[Items listed in a dataset]

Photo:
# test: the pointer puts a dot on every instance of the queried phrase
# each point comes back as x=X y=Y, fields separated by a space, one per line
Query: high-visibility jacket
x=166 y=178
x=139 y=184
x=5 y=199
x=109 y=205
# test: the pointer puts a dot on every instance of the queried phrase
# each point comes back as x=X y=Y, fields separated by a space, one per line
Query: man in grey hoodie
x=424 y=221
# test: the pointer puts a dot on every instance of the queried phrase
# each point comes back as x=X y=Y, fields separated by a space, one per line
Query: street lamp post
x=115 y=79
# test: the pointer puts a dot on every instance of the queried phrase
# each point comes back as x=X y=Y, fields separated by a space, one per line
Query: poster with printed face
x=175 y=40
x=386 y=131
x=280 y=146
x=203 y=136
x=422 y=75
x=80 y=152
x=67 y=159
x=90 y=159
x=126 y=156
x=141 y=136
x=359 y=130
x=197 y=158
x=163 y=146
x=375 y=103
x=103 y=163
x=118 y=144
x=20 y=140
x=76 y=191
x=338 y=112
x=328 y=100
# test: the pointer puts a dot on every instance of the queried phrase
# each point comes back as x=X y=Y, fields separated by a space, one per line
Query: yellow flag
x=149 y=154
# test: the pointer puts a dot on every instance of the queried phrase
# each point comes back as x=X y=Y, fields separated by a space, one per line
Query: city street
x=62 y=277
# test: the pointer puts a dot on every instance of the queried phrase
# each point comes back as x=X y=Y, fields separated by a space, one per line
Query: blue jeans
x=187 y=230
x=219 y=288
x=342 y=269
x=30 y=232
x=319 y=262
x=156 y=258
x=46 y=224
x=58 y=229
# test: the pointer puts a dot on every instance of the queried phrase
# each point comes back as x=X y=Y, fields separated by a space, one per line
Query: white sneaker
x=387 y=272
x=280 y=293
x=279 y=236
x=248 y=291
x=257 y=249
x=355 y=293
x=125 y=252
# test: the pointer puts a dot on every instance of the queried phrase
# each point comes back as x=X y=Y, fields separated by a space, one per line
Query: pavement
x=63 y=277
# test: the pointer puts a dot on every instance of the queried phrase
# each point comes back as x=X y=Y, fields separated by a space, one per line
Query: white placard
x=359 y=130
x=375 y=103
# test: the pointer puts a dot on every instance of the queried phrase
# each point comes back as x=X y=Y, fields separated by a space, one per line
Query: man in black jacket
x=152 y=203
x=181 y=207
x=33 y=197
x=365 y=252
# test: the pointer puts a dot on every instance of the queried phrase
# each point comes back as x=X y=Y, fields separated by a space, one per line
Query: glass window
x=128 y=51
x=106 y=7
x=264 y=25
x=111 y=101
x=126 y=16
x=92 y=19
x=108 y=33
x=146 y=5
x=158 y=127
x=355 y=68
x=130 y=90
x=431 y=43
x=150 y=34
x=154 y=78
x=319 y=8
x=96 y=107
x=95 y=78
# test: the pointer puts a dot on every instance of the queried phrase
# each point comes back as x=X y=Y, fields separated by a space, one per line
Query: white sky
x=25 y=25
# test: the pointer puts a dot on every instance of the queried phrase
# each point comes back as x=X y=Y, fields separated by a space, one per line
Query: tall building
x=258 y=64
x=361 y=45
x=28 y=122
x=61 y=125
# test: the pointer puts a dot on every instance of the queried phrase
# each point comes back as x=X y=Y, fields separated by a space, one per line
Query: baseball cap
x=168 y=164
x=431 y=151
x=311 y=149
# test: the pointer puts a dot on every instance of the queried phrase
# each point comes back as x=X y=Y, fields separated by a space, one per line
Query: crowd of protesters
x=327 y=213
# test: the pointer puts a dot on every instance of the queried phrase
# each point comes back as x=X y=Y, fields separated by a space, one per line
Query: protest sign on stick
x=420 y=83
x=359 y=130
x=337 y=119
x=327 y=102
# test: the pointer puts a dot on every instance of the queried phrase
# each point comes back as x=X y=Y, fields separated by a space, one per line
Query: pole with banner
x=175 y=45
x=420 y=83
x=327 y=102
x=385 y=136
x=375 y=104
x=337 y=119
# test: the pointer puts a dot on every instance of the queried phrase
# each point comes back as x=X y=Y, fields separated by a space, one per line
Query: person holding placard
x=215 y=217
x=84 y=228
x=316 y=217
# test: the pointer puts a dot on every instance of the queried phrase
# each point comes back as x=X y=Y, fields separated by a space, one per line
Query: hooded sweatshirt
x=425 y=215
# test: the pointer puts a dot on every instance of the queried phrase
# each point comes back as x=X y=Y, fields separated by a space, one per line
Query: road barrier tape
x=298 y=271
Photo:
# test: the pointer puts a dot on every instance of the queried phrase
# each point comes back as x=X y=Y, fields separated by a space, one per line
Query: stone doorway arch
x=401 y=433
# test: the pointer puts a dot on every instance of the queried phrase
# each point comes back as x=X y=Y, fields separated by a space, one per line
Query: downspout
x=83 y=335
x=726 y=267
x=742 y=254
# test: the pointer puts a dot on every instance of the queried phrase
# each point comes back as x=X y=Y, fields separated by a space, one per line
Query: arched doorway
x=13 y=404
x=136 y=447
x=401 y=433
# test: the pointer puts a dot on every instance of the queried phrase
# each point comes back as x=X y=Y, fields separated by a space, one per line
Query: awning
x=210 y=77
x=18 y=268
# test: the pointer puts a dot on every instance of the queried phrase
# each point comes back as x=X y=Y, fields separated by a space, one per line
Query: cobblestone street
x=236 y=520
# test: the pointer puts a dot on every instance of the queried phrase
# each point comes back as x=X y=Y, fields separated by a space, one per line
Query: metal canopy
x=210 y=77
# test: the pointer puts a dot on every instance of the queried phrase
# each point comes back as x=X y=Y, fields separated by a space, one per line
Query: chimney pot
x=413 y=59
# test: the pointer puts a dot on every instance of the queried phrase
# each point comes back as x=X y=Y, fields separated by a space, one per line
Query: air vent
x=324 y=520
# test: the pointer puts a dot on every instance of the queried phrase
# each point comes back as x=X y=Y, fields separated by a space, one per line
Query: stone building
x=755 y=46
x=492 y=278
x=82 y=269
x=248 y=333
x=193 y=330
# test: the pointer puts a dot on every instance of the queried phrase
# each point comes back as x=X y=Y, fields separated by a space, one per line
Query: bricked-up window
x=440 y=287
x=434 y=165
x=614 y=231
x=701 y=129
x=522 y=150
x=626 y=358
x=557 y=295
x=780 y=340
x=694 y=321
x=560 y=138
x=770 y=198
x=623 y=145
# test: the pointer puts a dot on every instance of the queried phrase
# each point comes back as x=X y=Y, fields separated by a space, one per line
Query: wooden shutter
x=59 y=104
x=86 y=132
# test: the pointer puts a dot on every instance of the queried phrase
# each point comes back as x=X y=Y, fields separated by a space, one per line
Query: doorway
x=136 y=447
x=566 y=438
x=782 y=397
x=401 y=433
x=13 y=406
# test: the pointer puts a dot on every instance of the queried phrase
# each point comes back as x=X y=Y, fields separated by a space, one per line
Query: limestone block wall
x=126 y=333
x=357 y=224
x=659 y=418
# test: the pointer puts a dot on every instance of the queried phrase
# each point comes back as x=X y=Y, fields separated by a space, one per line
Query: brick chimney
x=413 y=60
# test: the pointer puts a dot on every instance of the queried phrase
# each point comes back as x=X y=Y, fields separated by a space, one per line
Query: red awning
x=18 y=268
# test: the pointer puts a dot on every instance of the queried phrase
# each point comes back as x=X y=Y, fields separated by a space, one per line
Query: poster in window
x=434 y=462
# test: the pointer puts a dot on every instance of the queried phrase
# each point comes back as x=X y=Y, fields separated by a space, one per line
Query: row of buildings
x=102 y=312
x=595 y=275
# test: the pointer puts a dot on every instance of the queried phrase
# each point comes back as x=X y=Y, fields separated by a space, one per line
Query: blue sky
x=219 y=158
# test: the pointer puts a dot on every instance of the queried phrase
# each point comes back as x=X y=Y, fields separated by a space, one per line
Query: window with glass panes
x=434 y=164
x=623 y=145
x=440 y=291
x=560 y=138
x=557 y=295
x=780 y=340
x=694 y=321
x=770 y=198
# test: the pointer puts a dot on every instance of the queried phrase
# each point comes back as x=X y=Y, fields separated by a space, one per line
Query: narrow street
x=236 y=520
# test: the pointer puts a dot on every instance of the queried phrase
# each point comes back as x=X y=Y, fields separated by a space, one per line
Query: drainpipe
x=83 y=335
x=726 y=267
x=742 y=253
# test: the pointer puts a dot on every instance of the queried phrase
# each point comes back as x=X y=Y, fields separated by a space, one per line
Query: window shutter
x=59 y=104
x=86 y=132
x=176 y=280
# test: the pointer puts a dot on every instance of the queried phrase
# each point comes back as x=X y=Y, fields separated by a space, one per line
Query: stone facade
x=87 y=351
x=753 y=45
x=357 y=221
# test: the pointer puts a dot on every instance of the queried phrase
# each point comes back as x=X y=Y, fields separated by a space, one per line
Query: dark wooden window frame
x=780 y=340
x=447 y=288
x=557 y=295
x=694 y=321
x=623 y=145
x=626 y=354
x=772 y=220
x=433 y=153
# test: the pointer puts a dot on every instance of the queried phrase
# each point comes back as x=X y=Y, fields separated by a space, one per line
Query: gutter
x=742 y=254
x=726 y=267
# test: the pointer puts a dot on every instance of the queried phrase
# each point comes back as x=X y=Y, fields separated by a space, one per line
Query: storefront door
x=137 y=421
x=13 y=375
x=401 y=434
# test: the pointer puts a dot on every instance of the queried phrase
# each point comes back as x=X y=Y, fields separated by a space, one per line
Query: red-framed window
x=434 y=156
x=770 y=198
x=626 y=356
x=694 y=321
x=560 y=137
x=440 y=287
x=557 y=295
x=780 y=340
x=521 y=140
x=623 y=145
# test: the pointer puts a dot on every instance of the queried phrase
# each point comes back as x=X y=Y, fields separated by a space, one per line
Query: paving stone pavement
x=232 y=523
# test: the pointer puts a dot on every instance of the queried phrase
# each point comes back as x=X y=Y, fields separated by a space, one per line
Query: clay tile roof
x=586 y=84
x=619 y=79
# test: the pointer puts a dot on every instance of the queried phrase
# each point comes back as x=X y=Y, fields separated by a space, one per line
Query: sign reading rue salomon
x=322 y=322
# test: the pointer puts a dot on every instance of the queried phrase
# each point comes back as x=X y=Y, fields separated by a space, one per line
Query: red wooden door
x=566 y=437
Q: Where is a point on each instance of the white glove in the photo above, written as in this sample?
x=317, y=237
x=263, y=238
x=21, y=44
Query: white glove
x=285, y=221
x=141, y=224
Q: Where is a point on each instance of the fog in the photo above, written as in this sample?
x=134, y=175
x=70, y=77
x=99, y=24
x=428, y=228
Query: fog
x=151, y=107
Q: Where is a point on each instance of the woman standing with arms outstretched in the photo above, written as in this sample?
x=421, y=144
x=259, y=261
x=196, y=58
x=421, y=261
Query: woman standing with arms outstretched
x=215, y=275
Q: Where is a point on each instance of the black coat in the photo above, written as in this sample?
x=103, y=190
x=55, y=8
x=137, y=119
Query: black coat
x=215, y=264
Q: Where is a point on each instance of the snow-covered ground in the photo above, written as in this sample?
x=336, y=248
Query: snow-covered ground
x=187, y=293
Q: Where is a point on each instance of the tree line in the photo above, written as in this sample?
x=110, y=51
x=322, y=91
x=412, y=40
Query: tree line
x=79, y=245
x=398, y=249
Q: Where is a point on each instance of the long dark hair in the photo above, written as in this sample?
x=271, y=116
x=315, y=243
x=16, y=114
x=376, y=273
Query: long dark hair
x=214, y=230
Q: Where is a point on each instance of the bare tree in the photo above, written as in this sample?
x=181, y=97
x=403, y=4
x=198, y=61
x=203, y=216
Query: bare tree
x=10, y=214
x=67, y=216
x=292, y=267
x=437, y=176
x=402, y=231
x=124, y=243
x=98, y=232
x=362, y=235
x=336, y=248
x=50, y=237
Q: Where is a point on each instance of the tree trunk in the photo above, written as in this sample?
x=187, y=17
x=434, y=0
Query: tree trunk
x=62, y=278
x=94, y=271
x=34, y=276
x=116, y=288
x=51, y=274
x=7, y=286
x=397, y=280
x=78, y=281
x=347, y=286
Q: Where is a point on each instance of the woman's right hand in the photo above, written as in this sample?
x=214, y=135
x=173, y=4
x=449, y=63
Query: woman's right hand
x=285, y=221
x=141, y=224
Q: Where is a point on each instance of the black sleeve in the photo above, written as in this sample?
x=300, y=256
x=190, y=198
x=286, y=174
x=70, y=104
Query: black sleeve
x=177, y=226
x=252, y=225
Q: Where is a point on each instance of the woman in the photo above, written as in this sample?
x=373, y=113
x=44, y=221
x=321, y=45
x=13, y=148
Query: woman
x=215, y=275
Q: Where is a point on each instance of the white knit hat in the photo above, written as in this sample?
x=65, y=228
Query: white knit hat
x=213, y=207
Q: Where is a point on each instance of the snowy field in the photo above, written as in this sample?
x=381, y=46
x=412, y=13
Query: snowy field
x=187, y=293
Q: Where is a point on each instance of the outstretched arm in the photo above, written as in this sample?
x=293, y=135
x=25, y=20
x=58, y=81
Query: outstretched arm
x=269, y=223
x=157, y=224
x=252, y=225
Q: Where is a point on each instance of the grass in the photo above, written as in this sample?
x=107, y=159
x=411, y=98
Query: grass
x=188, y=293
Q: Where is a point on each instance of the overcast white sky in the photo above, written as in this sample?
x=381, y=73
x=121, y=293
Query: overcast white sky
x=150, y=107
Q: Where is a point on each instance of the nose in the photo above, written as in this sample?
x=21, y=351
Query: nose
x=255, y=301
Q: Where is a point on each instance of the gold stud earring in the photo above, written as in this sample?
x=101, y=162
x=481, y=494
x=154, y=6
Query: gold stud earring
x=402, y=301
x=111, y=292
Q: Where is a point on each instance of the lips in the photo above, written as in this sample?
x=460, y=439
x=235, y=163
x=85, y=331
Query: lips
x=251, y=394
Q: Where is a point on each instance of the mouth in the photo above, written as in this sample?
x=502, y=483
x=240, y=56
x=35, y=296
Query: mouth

» **Your goal**
Across the records above, show each line containing the word "mouth".

» **Task answer**
Q: Where is a point on each instance of the mouth in the photo above, written as in this sample?
Query: mouth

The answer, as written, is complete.